> [INSTRUCTIONS TO FOLLOW]: Check every line below, and copy those that include "handle".

> [Photo-based referring expression data]:
◆ ◆ ◆ ◆

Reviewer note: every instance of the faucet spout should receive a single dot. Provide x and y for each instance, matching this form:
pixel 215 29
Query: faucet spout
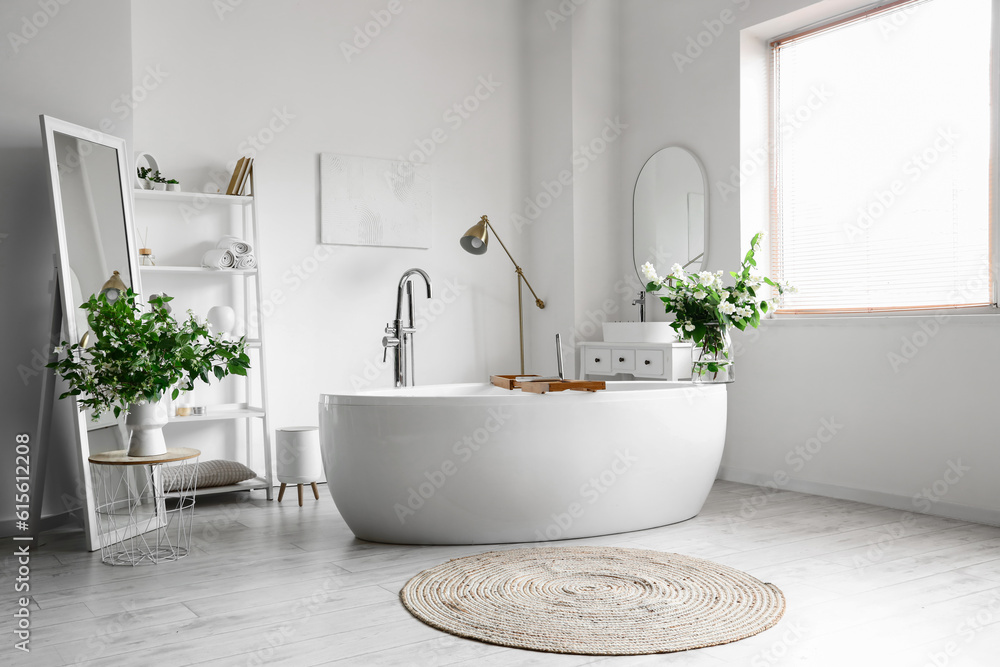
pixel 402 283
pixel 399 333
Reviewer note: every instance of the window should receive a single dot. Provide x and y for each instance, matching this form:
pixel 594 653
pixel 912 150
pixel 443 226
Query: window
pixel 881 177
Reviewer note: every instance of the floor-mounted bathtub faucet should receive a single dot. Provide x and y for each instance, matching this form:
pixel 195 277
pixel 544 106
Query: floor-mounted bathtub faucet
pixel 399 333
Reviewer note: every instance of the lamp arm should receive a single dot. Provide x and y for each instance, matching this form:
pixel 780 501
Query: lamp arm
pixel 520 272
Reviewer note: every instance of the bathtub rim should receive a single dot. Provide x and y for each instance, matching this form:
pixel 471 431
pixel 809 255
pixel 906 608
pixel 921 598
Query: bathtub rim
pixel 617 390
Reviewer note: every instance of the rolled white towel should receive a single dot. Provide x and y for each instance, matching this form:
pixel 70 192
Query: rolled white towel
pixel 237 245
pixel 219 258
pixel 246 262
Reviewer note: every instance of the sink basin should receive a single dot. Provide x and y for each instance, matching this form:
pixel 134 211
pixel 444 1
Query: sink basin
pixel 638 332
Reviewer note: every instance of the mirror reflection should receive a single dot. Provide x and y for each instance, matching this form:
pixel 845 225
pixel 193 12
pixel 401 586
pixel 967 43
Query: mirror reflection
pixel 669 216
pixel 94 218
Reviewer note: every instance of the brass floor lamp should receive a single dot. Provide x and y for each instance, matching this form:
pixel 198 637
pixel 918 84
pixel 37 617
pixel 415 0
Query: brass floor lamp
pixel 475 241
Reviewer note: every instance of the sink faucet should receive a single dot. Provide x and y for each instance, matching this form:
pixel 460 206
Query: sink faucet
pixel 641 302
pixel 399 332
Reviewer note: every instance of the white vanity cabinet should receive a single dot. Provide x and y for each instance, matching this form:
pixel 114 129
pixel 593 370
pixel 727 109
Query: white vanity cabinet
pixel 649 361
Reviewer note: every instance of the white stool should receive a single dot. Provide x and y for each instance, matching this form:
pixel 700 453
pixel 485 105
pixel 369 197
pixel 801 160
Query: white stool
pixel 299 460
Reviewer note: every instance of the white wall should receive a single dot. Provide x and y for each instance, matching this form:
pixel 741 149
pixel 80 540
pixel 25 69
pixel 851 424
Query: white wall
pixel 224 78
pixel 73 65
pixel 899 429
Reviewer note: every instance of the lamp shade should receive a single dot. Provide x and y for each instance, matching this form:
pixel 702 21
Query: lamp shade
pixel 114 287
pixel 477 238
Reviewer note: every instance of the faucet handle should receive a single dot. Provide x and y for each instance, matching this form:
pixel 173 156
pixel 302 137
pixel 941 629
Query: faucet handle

◆ ◆ ◆ ◆

> [ANSWER TO THIS TASK]:
Reviewer note: every instance of the faucet handle should receive a single dot. Provide x and y for each instance, matching this form:
Query: faucet handle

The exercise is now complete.